■ Questions on the material ■
- 1) From the article on gen AI apps on Databricks, write out the part that opens with the words containing "Introduction to building" and closes with "a specific domain.".
- 2) According to the article on gen AI apps on Databricks, what was Mosaic AI Model Training formerly called?

■ Document extract ■
Introduction to building gen AI apps on Databricks

Databricks provides a comprehensive platform to build, deploy, and manage GenAI applications. This article guides you through the essential components and processes involved in developing GenAI applications on Databricks.

Mosaic AI Model Training

Mosaic AI Model Training (formerly Foundation Model Training) on Databricks lets you customize large language models (LLMs) using your own data. This process involves fine-tuning the training of a pre-existing foundation model, significantly reducing the data, time, and compute resources required compared to training a model from scratch. Key features include:

  • Supervised fine-tuning: Adapt your model to new tasks by training on structured prompt-response data.

  • Continued pre-training: Enhance your model with additional text data to add new knowledge or focus on a specific domain.

  • Chat completion: Train your model on chat logs to improve conversational abilities.

External model integration

Databricks supports the integration of external models, allowing you to leverage third-party models hosted outside of Databricks. This streamlines the use and management of various LLM providers, such as OpenAI and Anthropic, within your organization.

Mosaic AI Agent Framework

Agent Framework comprises a set of tools on Databricks designed to help developers build, deploy, and evaluate production-quality agents like Retrieval Augmented Generation (RAG) applications.

Building high-quality agents requires a robust evaluation toolset to test and validate agent systems. Mosaic AI Agent Evaluation provides a platform to capture and implement human feedback, ground truth, response and request logs, LLM judge feedback, chain traces, and more.

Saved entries
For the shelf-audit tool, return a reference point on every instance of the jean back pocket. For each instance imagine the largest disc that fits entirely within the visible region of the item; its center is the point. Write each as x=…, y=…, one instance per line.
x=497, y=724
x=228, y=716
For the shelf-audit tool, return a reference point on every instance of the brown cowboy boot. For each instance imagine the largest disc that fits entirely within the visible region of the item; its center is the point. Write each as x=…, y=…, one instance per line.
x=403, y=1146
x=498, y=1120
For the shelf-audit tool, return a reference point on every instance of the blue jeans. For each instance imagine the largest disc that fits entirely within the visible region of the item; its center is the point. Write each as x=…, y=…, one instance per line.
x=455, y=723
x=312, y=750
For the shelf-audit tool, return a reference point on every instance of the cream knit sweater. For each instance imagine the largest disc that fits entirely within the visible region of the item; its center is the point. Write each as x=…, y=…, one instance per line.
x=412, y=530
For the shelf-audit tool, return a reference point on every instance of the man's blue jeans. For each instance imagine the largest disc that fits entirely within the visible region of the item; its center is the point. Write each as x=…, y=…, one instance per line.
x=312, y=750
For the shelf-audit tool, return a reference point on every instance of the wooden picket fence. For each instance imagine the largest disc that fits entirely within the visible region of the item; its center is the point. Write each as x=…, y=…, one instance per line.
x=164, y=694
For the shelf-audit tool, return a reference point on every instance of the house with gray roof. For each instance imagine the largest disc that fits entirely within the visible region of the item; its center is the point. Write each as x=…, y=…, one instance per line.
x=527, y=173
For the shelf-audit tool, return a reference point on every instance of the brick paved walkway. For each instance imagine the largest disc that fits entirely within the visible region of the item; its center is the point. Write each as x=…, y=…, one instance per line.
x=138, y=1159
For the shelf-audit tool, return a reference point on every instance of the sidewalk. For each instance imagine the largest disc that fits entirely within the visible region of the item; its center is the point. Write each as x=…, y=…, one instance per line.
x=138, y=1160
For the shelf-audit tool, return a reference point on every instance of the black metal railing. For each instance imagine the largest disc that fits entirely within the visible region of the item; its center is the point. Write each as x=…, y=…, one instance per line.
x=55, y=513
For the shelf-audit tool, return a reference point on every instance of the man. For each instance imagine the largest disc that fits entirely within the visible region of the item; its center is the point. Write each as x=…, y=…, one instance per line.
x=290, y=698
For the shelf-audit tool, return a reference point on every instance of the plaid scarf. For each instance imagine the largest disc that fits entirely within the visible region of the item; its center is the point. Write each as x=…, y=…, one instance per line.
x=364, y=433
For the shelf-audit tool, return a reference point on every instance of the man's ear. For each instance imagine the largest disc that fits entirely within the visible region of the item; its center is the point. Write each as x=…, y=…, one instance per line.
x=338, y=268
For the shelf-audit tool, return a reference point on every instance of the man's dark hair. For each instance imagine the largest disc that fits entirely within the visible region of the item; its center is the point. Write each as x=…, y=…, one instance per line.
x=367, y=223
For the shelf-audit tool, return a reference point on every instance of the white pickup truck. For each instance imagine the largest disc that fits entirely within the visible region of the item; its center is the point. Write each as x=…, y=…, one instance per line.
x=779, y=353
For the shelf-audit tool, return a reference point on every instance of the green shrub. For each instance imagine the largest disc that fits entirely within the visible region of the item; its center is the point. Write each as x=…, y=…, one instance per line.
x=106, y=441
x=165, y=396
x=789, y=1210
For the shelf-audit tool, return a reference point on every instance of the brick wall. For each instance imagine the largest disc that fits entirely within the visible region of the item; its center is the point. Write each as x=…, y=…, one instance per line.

--

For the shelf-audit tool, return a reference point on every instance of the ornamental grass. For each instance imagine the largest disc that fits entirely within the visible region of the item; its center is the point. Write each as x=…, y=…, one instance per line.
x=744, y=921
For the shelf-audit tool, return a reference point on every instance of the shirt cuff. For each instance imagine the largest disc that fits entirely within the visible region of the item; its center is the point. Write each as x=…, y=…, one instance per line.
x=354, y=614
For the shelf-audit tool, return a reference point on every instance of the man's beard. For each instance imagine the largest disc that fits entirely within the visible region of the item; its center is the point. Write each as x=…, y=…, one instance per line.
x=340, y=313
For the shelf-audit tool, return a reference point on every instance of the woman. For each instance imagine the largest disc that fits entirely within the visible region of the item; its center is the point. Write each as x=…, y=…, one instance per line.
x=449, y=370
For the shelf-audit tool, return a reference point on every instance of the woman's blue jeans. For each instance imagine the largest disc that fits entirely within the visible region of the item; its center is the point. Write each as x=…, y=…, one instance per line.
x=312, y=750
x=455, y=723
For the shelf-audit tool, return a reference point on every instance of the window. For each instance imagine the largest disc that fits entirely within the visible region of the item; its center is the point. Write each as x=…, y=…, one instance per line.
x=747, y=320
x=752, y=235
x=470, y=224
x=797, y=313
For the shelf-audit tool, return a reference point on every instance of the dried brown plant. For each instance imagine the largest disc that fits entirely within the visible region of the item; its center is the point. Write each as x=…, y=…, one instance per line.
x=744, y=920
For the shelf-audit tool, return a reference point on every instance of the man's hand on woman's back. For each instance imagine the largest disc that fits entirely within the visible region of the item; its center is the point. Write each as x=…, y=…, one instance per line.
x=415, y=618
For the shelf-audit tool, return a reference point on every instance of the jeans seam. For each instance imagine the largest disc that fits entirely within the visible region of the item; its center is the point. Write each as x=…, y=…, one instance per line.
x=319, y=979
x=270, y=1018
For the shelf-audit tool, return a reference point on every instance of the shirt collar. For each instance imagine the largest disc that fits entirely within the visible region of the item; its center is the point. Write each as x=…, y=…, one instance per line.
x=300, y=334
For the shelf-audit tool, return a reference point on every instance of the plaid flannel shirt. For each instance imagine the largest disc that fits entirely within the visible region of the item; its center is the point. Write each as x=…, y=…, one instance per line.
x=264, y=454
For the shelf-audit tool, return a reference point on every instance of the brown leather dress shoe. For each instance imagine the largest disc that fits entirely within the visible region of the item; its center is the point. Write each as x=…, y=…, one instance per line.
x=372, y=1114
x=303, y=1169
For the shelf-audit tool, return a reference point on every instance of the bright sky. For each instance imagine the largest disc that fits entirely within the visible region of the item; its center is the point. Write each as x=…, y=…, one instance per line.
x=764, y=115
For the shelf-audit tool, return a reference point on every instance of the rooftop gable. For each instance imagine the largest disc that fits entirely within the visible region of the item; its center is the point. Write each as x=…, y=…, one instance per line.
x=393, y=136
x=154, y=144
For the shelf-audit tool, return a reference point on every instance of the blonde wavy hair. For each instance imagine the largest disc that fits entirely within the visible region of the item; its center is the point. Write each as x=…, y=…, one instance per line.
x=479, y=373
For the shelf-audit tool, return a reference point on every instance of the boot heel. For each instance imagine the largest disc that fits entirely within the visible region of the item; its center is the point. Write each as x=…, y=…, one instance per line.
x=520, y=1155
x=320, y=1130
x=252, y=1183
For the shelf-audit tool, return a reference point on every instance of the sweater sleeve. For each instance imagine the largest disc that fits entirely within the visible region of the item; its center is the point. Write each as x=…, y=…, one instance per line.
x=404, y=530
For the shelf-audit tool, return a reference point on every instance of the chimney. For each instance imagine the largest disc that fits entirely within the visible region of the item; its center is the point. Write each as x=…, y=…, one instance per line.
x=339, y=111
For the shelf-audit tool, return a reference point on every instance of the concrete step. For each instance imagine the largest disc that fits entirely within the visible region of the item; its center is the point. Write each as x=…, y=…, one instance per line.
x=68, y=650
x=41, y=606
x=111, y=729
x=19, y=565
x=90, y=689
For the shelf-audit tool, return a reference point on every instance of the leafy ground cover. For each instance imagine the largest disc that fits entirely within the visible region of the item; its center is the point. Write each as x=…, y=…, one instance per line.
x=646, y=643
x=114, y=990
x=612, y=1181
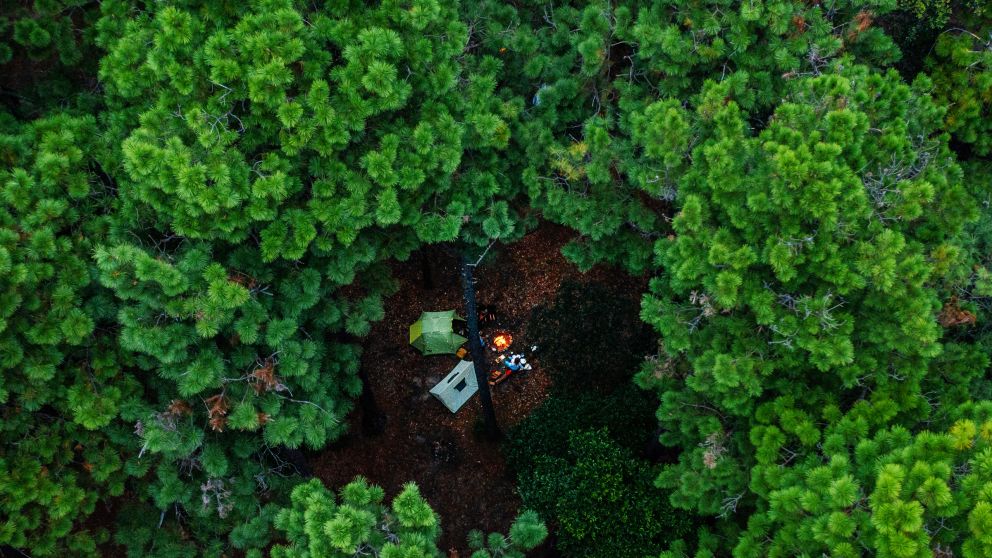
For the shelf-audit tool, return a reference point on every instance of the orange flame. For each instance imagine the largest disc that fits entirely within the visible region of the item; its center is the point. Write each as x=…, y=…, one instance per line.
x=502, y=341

■ Activity answers ■
- 1)
Introduction to building gen AI apps on Databricks

Databricks provides a comprehensive platform to build, deploy, and manage GenAI applications. This article guides you through the essential components and processes involved in developing GenAI applications on Databricks.

Mosaic AI Model Training

Mosaic AI Model Training (formerly Foundation Model Training) on Databricks lets you customize large language models (LLMs) using your own data. This process involves fine-tuning the training of a pre-existing foundation model, significantly reducing the data, time, and compute resources required compared to training a model from scratch. Key features include:

  • Supervised fine-tuning: Adapt your model to new tasks by training on structured prompt-response data.

  • Continued pre-training: Enhance your model with additional text data to add new knowledge or focus on a specific domain.

- 2) Foundation Model Training.